Written task:
Rewrite the data below, replacing every "brown vegetation" with "dry vegetation" and leaving everything else unchanged.

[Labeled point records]

####

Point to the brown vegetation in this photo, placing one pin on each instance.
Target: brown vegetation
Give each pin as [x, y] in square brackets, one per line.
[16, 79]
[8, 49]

####

Response to this exercise:
Point to the dry vegetation in this photo, placing one pin on each instance.
Target: dry vegetation
Give each pin as [x, y] in square brackets, one per line.
[16, 79]
[8, 49]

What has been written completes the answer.